*Task requirements*. Give back exactly the lines running from the line with "Where can the green tree" to the end of the entries, and only those lines.

*Data provided*.

>> BEGIN

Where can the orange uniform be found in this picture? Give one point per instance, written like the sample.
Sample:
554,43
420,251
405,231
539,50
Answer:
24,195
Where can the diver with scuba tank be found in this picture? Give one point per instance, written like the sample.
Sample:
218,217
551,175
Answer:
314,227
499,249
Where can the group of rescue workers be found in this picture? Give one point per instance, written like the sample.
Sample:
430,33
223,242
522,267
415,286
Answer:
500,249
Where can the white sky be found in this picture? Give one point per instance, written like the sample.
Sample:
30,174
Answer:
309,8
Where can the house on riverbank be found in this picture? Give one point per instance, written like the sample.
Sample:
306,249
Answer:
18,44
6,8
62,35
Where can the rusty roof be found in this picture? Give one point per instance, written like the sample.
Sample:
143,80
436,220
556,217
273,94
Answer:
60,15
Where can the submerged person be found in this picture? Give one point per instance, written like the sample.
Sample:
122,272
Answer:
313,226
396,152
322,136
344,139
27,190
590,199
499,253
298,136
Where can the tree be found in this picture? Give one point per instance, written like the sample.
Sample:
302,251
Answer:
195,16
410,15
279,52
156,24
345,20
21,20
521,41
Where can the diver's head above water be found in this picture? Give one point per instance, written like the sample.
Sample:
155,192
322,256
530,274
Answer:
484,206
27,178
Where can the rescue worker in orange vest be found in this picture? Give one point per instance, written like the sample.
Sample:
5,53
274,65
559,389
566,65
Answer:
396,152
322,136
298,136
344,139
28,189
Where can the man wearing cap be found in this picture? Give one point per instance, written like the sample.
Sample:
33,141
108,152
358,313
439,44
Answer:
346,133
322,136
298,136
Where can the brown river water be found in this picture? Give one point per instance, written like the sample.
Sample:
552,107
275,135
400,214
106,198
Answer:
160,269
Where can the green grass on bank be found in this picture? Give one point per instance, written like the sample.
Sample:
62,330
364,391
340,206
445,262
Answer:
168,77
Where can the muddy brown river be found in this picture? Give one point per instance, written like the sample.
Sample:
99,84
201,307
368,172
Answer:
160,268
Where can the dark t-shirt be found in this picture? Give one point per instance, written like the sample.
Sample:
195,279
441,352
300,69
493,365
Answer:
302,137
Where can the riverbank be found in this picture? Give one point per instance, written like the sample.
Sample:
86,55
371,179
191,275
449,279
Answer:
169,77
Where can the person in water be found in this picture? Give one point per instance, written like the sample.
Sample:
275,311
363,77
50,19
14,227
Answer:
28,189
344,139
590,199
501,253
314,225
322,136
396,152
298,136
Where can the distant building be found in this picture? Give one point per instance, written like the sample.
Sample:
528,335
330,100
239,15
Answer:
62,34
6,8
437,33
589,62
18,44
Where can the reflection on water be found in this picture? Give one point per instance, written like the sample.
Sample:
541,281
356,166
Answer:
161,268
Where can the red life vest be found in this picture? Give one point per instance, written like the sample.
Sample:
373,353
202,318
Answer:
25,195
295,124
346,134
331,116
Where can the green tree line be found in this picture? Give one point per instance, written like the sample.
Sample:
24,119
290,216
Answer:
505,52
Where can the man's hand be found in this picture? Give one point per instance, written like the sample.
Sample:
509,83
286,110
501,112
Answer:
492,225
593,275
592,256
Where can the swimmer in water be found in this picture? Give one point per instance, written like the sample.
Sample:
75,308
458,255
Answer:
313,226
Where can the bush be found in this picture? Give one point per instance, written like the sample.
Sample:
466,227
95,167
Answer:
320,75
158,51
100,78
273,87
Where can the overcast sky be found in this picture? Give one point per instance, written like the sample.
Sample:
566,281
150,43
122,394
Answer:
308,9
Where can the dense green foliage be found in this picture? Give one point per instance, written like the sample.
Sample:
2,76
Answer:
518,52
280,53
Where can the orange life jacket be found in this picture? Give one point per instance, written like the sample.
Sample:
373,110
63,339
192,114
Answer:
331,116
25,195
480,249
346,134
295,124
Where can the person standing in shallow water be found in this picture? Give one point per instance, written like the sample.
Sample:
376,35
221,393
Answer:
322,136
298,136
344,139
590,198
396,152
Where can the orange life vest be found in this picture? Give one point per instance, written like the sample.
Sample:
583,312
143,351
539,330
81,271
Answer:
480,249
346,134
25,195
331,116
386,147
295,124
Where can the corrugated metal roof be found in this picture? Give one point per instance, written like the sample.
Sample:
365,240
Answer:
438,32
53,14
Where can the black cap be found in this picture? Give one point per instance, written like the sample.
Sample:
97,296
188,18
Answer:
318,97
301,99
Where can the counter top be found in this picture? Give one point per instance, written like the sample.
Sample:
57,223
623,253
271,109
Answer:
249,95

>> END

*Result of the exercise*.
Where can the green tree line be found in this picture? Give one point per instance, written like the sample.
Sample:
24,119
290,216
Answer:
505,52
Where can the man's hand be found in this picture? Give one point per instance, written like the sample.
Sample:
509,83
286,110
501,112
Answer:
492,225
593,275
592,256
Where can the swimmer in water be found in this picture? Give one point per instance, written like the sample.
Sample:
75,308
458,255
Answer:
313,226
Where can the bush be found in this picture? Give one point per instance, written like the sample.
Sample:
466,227
95,167
Answer:
320,75
158,51
100,78
273,87
Where can the overcast sky be found in this picture? Give one point per instance, written like the sample.
Sample:
566,281
150,43
122,394
Answer:
308,9
Where can the dense green foliage be found in this picture? Give one point per instance, written like the sample.
Sample:
2,76
Answer:
518,52
280,53
Where can the orange life jacket be found in this picture? Give one point per instance, written like the sample.
Sample:
373,110
63,339
192,114
Answer:
331,116
25,195
480,249
346,134
295,124
Where can the person standing in shallow water be found in this picture? Give one point per instance, written like the sample.
Sample:
376,35
221,393
Answer:
322,136
298,136
344,139
590,198
396,152
Where can the orange life vest be found in this picture? Give one point per instance, written like the sample.
Sample:
583,312
143,351
539,330
81,271
Answer:
480,249
346,134
25,195
331,116
386,147
295,124
Where can the corrugated metal roof be found in this picture? Give one point per instance, written like the sample.
Sample:
365,240
Answer:
438,32
53,14
Where can the black cap be found in this picture? Give one point per instance, written like the sample.
Sample:
97,296
188,18
Answer:
318,97
301,99
Where can the counter top be found in this picture? Give one point per instance, written like the sample.
Sample:
57,223
623,253
271,109
Answer:
249,95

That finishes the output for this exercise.